EJERCICIO PROPUESTO 1:
Enumera todas las personas que el fragmento sobre el plebiscito de 1957 menciona por su nombre.
EJERCICIO PROPUESTO 2:
Retoma el fragmento sobre el plebiscito de 1957 justo después de la pregunta «¿Solo Fidel Castro?» y sigue escribiendo el texto.

FRAGMENTO DEL TEXTO:
┏━━

Plebiscito y Revocatorio
En noviembre de 1957, cuando Marcos Pérez Jiménez y el José Vicente Rangel
de la época, Laureano Vallenilla Lanz (que nos perdone Laureano Vallenilla
Lanz) deciden convocar un plebiscito para elegir al Presidente de la
República; estaban absolutamente convencidos de ganarlo. Los gobiernos de
entonces no eran esclavos de las encuestas, de manera que su percepción del
sentimiento popular era bastante subjetiva. Pero, para asegurarse un triunfo
arrollador tomaron algunas medidas: una decretada y pública como fue el voto
de los extranjeros residentes en el país y otra de facto y compulsiva que
era la obligación de los empleados públicos a entregar a sus jefes -una vez
pasado el acto electoral- las tarjetas rojas del voto negativo. Gran
ingenuidad porque muchos de estos empleados no consignaron (se guardaron
entre sus ropas) la tarjeta azul del SI y luego devolvieron la roja. Por
supuesto que había un solo candidato -Pérez Jiménez- y tan obvio era que no
estaba prevista su derrota, que no se tomó ninguna disposición para el caso
de que ocurriera.
¿Por qué y para qué se armaba esa farsa? ¿Cuál era el sentido de ese engaño
si durante los cinco años que siguieron al fraude electoral de 1952, el
Dictador nunca pretendió ser considerado de otra manera? Claro que el
gobierno se presentaba como constitucional y hasta el porro de unos
colombianos adulantes lo cantaba: “Coronel Marcos Pérez Jiménez, Presidente
constitucional, elegido por el pueblo con orgullo nacional”; pero no había
escrúpulos que ocultaran la censura a la prensa ni los presos políticos ni
las torturas ni los exiliados. Al fin y al cabo América Latina estaba llena
de dictaduras, los EEUU no solo se hacían la vista gorda sino que las
avalaban y la mitad de Europa se encontraba aplastada por la bota soviética.
Pérez Jiménez apenas seguía el libreto de todas las dictaduras: fingir que
el pueblo decide. Lo había hecho Hitler en Alemania y lo hacían los
comunistas de la URSS. Después lo copiaría Fidel Castro. ¿Solo Fidel Castro?

┗━━

LISTADO DE DATOS:
┏━━

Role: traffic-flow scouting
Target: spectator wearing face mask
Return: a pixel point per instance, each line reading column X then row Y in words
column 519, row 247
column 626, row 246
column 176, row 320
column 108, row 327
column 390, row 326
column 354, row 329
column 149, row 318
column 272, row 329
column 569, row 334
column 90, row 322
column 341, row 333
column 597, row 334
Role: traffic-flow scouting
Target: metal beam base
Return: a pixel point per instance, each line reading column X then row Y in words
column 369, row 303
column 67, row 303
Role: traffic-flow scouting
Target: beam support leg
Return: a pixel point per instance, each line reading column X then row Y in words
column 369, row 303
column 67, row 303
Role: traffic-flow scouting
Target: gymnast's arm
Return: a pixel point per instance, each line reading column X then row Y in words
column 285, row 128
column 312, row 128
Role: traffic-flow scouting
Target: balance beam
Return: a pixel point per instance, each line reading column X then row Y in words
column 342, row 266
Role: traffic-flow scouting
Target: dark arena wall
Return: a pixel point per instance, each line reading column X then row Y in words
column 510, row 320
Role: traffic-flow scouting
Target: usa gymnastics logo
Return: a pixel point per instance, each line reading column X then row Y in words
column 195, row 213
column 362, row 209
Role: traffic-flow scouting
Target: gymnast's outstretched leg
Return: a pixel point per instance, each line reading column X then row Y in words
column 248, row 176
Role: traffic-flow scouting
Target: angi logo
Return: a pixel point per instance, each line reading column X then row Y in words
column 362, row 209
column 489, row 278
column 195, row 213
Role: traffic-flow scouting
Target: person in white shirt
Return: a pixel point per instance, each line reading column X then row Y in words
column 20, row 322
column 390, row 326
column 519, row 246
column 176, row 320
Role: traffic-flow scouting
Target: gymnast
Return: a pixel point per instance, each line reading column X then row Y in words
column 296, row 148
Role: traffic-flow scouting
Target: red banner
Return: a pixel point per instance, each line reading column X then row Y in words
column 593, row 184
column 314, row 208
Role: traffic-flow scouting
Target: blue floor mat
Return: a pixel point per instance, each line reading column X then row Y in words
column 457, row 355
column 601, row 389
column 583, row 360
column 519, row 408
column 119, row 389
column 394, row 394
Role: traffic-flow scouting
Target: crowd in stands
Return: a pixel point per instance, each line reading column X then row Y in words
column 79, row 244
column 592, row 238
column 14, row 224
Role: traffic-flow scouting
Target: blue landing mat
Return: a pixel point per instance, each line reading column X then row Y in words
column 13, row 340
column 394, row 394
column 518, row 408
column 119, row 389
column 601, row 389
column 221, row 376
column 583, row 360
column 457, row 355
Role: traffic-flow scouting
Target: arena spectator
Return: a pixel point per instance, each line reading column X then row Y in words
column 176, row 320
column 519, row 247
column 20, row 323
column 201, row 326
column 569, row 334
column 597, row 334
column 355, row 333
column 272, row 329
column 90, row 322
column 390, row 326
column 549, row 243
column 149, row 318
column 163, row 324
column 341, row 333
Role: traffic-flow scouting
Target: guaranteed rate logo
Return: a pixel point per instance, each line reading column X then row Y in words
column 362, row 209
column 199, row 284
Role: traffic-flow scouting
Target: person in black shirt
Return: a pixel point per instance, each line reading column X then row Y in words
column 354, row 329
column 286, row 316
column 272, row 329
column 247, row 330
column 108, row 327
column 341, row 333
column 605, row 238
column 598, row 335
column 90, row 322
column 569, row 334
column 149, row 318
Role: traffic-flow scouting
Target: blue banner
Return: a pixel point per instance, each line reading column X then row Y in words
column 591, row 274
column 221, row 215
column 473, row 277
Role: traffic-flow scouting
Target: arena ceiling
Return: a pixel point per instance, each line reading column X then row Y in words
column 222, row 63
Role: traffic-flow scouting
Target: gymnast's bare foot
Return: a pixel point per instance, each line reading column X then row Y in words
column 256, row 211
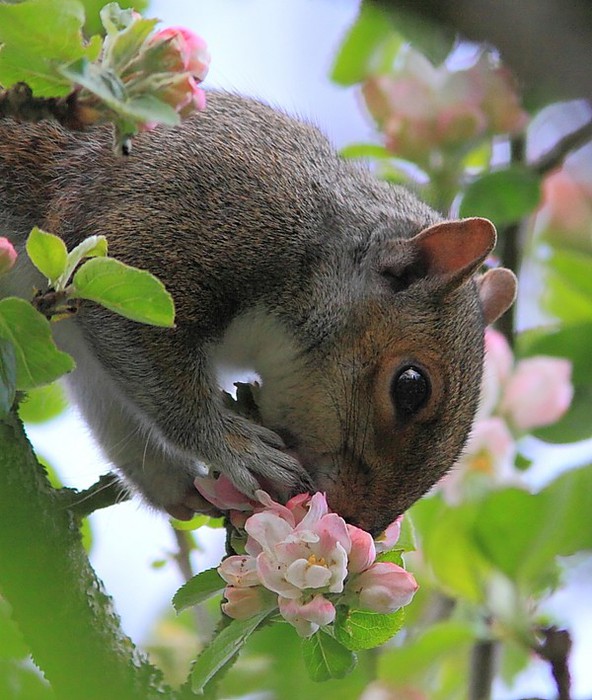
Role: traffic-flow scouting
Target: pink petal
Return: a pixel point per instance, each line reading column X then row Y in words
column 317, row 509
column 303, row 574
column 272, row 575
column 389, row 538
column 307, row 617
column 383, row 588
column 539, row 392
column 268, row 529
column 242, row 603
column 363, row 550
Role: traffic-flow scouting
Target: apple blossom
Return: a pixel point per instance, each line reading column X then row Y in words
column 383, row 588
column 309, row 558
column 242, row 603
column 538, row 393
column 421, row 107
column 7, row 255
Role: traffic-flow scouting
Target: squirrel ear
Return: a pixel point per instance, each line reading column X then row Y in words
column 497, row 291
column 454, row 250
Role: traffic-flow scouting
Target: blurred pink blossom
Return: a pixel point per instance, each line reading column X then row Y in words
column 383, row 588
column 420, row 107
column 8, row 255
column 565, row 217
column 242, row 603
column 538, row 393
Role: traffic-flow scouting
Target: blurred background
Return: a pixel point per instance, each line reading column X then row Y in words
column 280, row 52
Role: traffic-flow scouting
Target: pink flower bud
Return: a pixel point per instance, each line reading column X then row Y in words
column 389, row 538
column 183, row 51
column 383, row 588
column 307, row 617
column 538, row 393
column 7, row 255
column 363, row 550
column 242, row 603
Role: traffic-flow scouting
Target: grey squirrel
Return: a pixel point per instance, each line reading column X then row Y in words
column 354, row 302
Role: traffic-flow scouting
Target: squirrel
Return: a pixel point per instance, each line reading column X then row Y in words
column 360, row 308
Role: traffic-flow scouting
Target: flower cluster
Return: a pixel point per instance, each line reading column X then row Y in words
column 145, row 74
column 515, row 398
column 421, row 107
column 7, row 255
column 306, row 561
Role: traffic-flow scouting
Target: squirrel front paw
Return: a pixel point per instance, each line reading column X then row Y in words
column 251, row 457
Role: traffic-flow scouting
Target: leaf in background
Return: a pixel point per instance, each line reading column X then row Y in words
column 357, row 629
column 38, row 361
column 43, row 404
column 365, row 150
column 418, row 656
column 568, row 293
column 222, row 649
column 38, row 36
column 504, row 196
column 7, row 376
column 325, row 657
column 48, row 253
column 133, row 293
column 370, row 47
column 199, row 588
column 92, row 9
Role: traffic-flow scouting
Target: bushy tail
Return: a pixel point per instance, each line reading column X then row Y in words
column 28, row 157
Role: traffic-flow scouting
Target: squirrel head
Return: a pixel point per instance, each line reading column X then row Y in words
column 392, row 392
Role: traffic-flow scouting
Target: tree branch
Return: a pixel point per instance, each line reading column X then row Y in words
column 558, row 153
column 59, row 604
column 18, row 103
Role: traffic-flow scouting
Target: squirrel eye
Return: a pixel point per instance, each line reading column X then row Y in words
column 410, row 390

┗━━

RESPUESTA ESCRITA 1:
- Marcos Pérez Jiménez
- José Vicente Rangel
- Laureano Vallenilla Lanz
- Hitler
- Fidel Castro

RESPUESTA ESCRITA 2:
Cuando Chávez introdujo en su Constitución más democrática del mundo, la
figura del referéndum revocatorio presidencial, pensó que el baño de
popularidad de cada una de sus apariciones públicas y el 80 o 90% en las
encuestas, serían eternos. Pero no perdió de vista la necesidad de manipular
las consultas populares, cuando fuese necesario. Incluir esa innovación en
el texto constitucional contribuía sin duda a maquillar a su gobierno con un
pancake de democracia, pero el control de todos los poderes del Estado lo
convertía en un saludo a la bandera: si el poder Legislativo, el Judicial,
el Electoral y el Moral, aparte de la Fuerza Armada, respondían a la sola y
única voluntad del Presidente de la República; podían irse muy largo a todos
sabemos dónde quienes pretendieran derrotar al Mesías, padre y jefe de la
revolución. Hubo sin embargo elementos que el infalible, el que se las sabe
todas no contempló. El primero y más importante: la fuerza inmensa del
espíritu y de la voluntad opositoras. Chávez y sus cortesanos creyeron que
ese segmento de la sociedad venezolana llamado despectivamente “escuálidos”,
“oligarcas” y “ricos”, saldría corriendo del país. Quedaría el “soberano” que -como en Cuba- es la gente que no se fue porque no tenía como irse y que ahora no puede salir aunque quisiera. Creyeron también que los partidos
políticos estaban heridos de muerte, desahuciados y que los dueños de los
medios de comunicación, preocupados más por el negocio que por la suerte del
país, se plegarían a sus dictados. La realidad es que la gran mayoría de la
clase alta y media permaneció en Venezuela decidida a rescatarla; a duras
penas y sin la fuerza de antaño los Partidos se recompusieron y lograron
armar, con participación de la sociedad civil, la Coordinadora Democrática y
han sido justamente los medios la verdadera piedra en su zapato, lo que le
quita el sueño y lo altera hasta niveles paranoicos.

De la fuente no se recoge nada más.